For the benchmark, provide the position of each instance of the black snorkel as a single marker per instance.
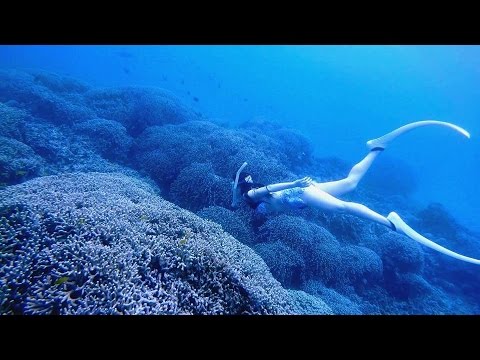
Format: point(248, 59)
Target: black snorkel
point(235, 184)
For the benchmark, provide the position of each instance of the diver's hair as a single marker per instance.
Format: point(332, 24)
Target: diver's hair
point(241, 177)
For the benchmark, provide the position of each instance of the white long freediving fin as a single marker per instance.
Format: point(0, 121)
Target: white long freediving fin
point(384, 140)
point(403, 228)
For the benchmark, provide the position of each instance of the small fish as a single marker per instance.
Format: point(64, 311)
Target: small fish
point(125, 54)
point(61, 280)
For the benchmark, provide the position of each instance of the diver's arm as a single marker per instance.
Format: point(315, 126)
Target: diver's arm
point(256, 194)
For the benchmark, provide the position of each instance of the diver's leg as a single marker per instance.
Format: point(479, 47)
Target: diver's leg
point(340, 187)
point(313, 196)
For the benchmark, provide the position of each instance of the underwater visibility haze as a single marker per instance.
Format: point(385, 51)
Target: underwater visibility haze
point(117, 165)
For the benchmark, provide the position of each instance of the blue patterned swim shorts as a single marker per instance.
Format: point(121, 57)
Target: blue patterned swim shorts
point(292, 198)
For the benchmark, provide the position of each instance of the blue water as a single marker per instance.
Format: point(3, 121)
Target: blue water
point(338, 97)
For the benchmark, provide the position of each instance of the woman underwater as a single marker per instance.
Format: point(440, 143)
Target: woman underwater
point(306, 192)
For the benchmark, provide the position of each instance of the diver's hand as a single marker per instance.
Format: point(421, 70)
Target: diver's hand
point(305, 182)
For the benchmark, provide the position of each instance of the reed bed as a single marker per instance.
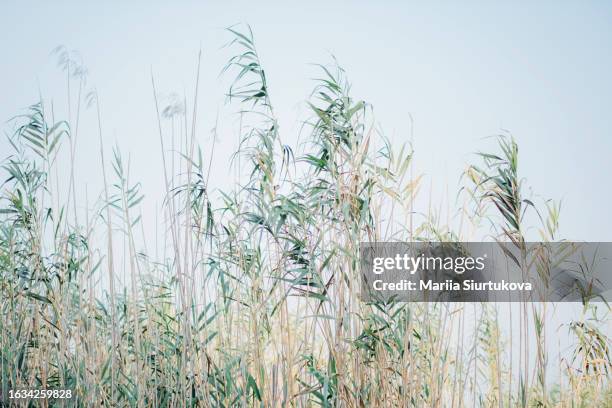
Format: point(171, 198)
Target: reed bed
point(256, 301)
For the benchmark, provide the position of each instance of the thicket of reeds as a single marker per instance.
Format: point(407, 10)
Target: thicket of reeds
point(256, 301)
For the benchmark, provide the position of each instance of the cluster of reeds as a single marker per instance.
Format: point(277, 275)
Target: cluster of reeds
point(255, 300)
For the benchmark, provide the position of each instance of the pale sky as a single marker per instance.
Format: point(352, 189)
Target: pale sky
point(542, 71)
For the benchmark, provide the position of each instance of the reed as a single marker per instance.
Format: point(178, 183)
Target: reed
point(254, 300)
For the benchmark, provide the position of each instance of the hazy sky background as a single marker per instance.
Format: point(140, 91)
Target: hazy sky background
point(542, 71)
point(463, 71)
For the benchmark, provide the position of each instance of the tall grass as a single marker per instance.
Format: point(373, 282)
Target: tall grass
point(255, 301)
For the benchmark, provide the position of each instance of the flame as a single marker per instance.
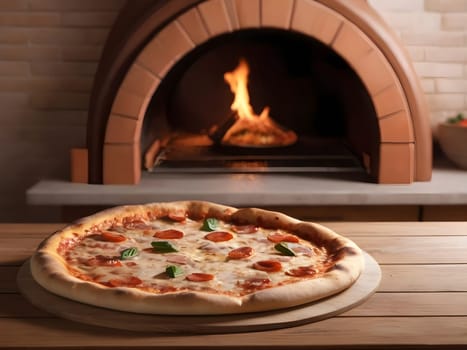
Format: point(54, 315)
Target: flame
point(251, 129)
point(238, 82)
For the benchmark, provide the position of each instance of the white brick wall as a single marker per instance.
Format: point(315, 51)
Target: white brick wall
point(435, 34)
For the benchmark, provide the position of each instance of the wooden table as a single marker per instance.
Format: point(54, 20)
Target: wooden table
point(422, 299)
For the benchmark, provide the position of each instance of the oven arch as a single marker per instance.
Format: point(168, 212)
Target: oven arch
================
* _SHORT EXERCISE_
Output every line of the listing above as a JSON list of strings, one string per line, with blank lines and pictures left out.

* _EXERCISE ANSWER_
[
  "For the benchmark, provide the position of each instance of the black snorkel as a single marker per instance.",
  "Format: point(248, 59)",
  "Target: black snorkel",
  "point(235, 184)",
  "For the benchmark, provide the position of each instance of the diver's hair as a single marker per instance.",
  "Format: point(332, 24)",
  "Target: diver's hair",
  "point(241, 177)",
  "For the benchmark, provide the position of each instance of the white long freediving fin as a single marker per instance.",
  "Format: point(0, 121)",
  "Target: white long freediving fin",
  "point(384, 140)",
  "point(403, 228)",
  "For the benchmark, provide the position of each instance of the small fish as a single marker per instance.",
  "Format: point(64, 311)",
  "Target: small fish",
  "point(125, 54)",
  "point(61, 280)",
  "For the benchmark, provide the position of each instance of the diver's arm as a single marker per instance.",
  "Format: point(315, 126)",
  "Target: diver's arm",
  "point(256, 194)",
  "For the benchmark, provide the position of each instance of the diver's leg as a single marker per instance.",
  "Format: point(479, 47)",
  "Target: diver's leg",
  "point(340, 187)",
  "point(313, 196)",
  "For the benchmark, provide the position of each instance of the underwater visibility haze as a single marker per instance.",
  "Format: point(385, 51)",
  "Target: underwater visibility haze",
  "point(117, 165)",
  "For the benchmark, provide the position of each instance of the blue patterned swim shorts as a single marker per instance.",
  "Format: point(121, 57)",
  "Target: blue patterned swim shorts",
  "point(292, 198)",
  "For the benchmark, provide the position of each instance of the blue water as a single marker per instance.",
  "Format: point(3, 121)",
  "Target: blue water",
  "point(338, 97)",
  "For the benchmark, provide the position of each instance of the woman underwater as a single marker per instance.",
  "Format: point(440, 143)",
  "Target: woman underwater",
  "point(306, 192)",
  "For the benchmark, provide the position of each instance of the diver's hand as a single marker per instance.",
  "Format: point(421, 70)",
  "Target: diver's hand",
  "point(305, 182)",
  "For the benchmark, provide the position of each instance of the reed bed as a single marker per instance.",
  "Format: point(171, 198)",
  "Target: reed bed",
  "point(256, 301)",
  "For the benchmark, provide the position of each instance of the thicket of reeds as a single marker per instance.",
  "Format: point(407, 10)",
  "Target: thicket of reeds",
  "point(256, 301)",
  "For the benchmark, provide the position of each instance of the cluster of reeds as a single marker per instance.",
  "Format: point(277, 275)",
  "Target: cluster of reeds",
  "point(255, 300)",
  "For the benchmark, provide the position of each instance of the pale sky as a single marker per instance.",
  "Format: point(352, 189)",
  "Target: pale sky",
  "point(542, 71)",
  "For the benchmark, provide the position of each instance of the reed as a single marker per instance.",
  "Format: point(178, 183)",
  "Target: reed",
  "point(254, 300)",
  "For the benchmark, provide the position of each instance of the hazy sky background as a single marker per instance.",
  "Format: point(140, 91)",
  "Target: hazy sky background",
  "point(542, 71)",
  "point(463, 71)",
  "For the benchmark, provide the position of each instance of the tall grass as a single marker per instance.",
  "Format: point(373, 282)",
  "Target: tall grass",
  "point(255, 301)",
  "For the benchmark, provide the position of each instance of the flame as a single marker per instance.",
  "Format: point(54, 315)",
  "Target: flame",
  "point(251, 129)",
  "point(238, 82)",
  "For the benchmark, provide the position of each instance of the white brick wall as a single marker per instance.",
  "Format: point(315, 51)",
  "Target: white brick wall",
  "point(435, 34)",
  "For the benchmark, provide the position of each instance of the wooden table as a single marker per instance.",
  "Format: point(54, 20)",
  "Target: wooden table",
  "point(422, 299)",
  "For the benchmark, provide the position of each instance of the oven arch as a single marker per instance.",
  "Format: point(168, 212)",
  "Target: oven arch"
]